START The records

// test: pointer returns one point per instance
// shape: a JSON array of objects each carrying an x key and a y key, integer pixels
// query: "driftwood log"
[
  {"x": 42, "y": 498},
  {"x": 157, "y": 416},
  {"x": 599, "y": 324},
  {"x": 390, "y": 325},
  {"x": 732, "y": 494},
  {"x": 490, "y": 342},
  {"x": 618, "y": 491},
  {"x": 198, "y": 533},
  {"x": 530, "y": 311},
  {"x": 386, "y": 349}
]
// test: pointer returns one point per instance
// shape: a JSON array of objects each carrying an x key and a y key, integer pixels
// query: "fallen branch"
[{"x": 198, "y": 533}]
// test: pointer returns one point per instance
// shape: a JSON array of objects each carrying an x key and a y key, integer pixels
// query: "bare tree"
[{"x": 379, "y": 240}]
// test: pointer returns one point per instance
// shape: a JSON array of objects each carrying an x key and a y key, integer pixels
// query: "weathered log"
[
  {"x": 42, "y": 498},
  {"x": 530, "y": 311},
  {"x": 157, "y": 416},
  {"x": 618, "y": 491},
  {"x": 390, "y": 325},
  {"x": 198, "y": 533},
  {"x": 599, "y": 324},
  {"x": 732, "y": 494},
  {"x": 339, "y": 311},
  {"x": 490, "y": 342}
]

END The records

**The request**
Rewrite the items above with every "pointer" changed to "locator", keeping everything else the same.

**Right answer**
// test: locator returns one point per instance
// shape: a JSON array of objects each carrying an x key and a y key, integer pixels
// query: "driftwood log"
[
  {"x": 42, "y": 498},
  {"x": 157, "y": 416},
  {"x": 599, "y": 324},
  {"x": 390, "y": 325},
  {"x": 732, "y": 494},
  {"x": 490, "y": 342},
  {"x": 618, "y": 491},
  {"x": 198, "y": 533},
  {"x": 530, "y": 311},
  {"x": 386, "y": 349}
]
// test: locator returns one point per instance
// shape: a JSON array of objects each carrying an x key and a y key, integer pixels
// query: "fallen branch"
[{"x": 198, "y": 533}]
// test: locator returns one point per instance
// shape: a JSON array of objects each carrying an x key and a y key, integer pixels
// query: "bare tree"
[{"x": 379, "y": 240}]
// test: locator returns one point per instance
// shape: a JSON array of objects each carrying an x key and a y key, integer pixels
// query: "weathered log"
[
  {"x": 42, "y": 498},
  {"x": 530, "y": 311},
  {"x": 157, "y": 416},
  {"x": 618, "y": 491},
  {"x": 390, "y": 325},
  {"x": 198, "y": 533},
  {"x": 599, "y": 324},
  {"x": 732, "y": 494},
  {"x": 339, "y": 311},
  {"x": 490, "y": 342}
]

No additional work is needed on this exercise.